**CONSIGNES**
(a) Dans le listing, renomme « red brick house » en « red brick building » sur les lignes allant de celle qui contient « parked pickup truck. » jusqu'à celle qui contient « (1195, 429) », les deux incluses. Recopie ces lignes sans aucune autre modification.
(b) Rédige la suite du texte sur l'utopie libertaire et la domination capitaliste, à partir de sa dernière phrase.

**TEXTE À LIRE**
*-*-*

Chaque fois que des millions d’individus libres ont osé essayer – dans des situations difficiles, en plus, et avec des moyens techniques très inférieurs au potentiel d’aujourd’hui -, de la Commune de Paris aux communautés libertaires aragonaises et catalanes, des révoltés makhnovistes d’Ukraine aux Spartakistes berlinois, l’utopie a su toujours très bien fonctionner et s’est préparée, en s’affinant et en se corrigeant, à éliminer les erreurs et à parfaire la réussite d’une
société tendant au bonheur de tous et de chacun.
Ce sont toujours des armées impérialistes du vieux monde (blanches, rouges ou noires) qui ont rétabli par la forceles conditions précédentes, au nom de la civilisation et du progrès, bien sûr, quand ce n’est pas au nom de la révolution.
Au moment crucial, Versaillais ou Prussiens, nationalistes ou sociaux-démocrates, staliniens à la Lister ou phalangistes à la Franco se sont toujours montrés étonnamment homogènes, au-delà des différences idéologiques de droite ou de gauche, dans la lutte contre l’émancipation humaine, toujours au nom du progrès et de la civilisation, cela va sans dire.
Le capitalisme, comme l’homme économisé et étriqué qui l’a produit, a deux mains, la droite et la gauche, qu’il utilise depuis toujours. S’il s’est affirmé par une révolution violente, en coupant la tête du roi et du clergé, il s’est renforcé par la guerre, il a profité des extrémismes contrerévolutionnaires du bolchevisme et du fascisme, il a repris les territoires ayant échappé à son contrôle par des méthodes de bourreau et restaure systématiquement sa domination par la force.
La CIA et le KGB, avec tous leurs petits frères, ont fait de l’Etat – tous les Etats, de droite ou de gauche, sont toujours complices d’un marché qu’ils prétendent régler et dont ils exaucent, en fait, tous les desiderata – l’injustice absolue qui, au nom de l’humanité, réduit l’homme à un esclave et la démocratie à une ochlocratie où une plèbe rendue ignorante par une pédagogie de la soumission permanente, croit dur comme fer que « l’Etat c’est nous » et élit
avec un aplomb sous-prolétaire les chefs ridicules et aveugles d’une lumpenbourgeoisie spectaculaire et corrompue,fossoyeuse interclassiste de la lutte des classes.

*-*-*

**DONNÉES DE TRAVAIL**

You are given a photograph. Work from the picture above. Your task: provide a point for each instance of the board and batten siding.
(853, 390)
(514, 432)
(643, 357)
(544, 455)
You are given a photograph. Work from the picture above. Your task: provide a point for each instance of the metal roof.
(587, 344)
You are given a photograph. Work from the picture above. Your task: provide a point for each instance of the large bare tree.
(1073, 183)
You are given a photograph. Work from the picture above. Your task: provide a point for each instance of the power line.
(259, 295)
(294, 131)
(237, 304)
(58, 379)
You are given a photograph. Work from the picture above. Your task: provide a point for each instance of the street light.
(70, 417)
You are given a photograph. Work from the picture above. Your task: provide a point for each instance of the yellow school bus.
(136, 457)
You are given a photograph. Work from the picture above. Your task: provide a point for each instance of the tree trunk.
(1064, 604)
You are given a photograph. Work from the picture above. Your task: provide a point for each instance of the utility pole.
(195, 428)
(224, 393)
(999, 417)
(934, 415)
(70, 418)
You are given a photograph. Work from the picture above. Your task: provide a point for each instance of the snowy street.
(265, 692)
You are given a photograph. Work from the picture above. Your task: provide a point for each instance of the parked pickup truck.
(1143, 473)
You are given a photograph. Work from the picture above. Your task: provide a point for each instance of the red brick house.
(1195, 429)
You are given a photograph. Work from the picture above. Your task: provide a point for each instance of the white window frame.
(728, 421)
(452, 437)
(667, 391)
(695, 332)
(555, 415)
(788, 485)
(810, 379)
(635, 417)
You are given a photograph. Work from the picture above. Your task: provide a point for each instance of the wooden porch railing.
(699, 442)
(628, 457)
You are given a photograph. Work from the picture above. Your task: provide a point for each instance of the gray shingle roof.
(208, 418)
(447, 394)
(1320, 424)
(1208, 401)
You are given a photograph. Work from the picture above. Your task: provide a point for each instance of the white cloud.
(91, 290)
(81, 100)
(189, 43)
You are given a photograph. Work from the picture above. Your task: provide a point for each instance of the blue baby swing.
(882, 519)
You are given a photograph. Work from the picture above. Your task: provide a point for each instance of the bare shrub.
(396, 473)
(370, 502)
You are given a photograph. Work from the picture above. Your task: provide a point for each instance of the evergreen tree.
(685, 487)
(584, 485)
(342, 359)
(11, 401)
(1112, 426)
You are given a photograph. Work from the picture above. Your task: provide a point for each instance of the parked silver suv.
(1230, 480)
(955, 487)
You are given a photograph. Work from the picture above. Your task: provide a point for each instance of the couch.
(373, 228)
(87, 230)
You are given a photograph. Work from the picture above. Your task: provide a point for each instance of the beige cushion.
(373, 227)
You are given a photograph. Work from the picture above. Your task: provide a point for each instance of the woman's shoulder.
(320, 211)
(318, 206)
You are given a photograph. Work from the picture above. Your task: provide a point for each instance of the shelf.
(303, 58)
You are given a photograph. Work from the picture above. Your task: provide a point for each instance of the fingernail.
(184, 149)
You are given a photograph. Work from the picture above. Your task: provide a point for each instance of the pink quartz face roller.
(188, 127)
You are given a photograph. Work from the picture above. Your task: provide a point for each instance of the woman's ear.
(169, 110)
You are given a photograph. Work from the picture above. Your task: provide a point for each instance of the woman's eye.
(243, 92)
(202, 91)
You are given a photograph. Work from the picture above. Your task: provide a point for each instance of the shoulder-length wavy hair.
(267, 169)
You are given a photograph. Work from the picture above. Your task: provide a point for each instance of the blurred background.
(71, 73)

*-*-*

**RÉPONSES ATTENDUES**
(a)
You are given a photograph. Work from the picture above. Your task: provide a point for each instance of the parked pickup truck.
(1143, 473)
You are given a photograph. Work from the picture above. Your task: provide a point for each instance of the red brick building.
(1195, 429)

(b)
Que, dans sa propagande, la pseudo classe dominante – en réalité ce sont des serfs débordants de privilèges vulgaires et pour cela totalement dépourvus de scrupules et de décence – se gargarise de civilisation et de progrès sans être immédiatement balayée par ceux qu’elle prétend représenter et qu’en réalité elle abuse et escroque, n’est que la conséquence logique d’une dépendance désormais intériorisée dans le caractère même des individus domestiqués.
Qui peut dire, néanmoins, combien durera un tel conditionnement et quel traumatisme imprévu pourrait effacer d’un seul coup l’effet hypnotique ?
Dans un tel tableau général, la défaite dans le référendum italien sur le nucléaire est inquiétante pour le système dominant. Il y a là un signe, symbolique et concret à la fois, qui dépasse la question électorale et met en jeu l’hypothèse de la substitution d’une démocratie parlementaire asservie au capitalisme par une démocratie conseilliste qui rendrait au peuple, en tant que communauté concrète et autonome d’individus sociaux, les contenus d’une souveraineté qui n’est aujourd’hui que formelle.
La démocratie locale, fédérée en cercles successifs jusqu’à une démocratie planétaire n’est pas compatible avec l’internationale des multinationales, mais elle peut commencer à en prévoir et en préparer le dépassement partout par l’abrogation d’une démocratie spectaculaire, au nom d’une démocratie réelle, donc directe par les sujets qui l’appliquent.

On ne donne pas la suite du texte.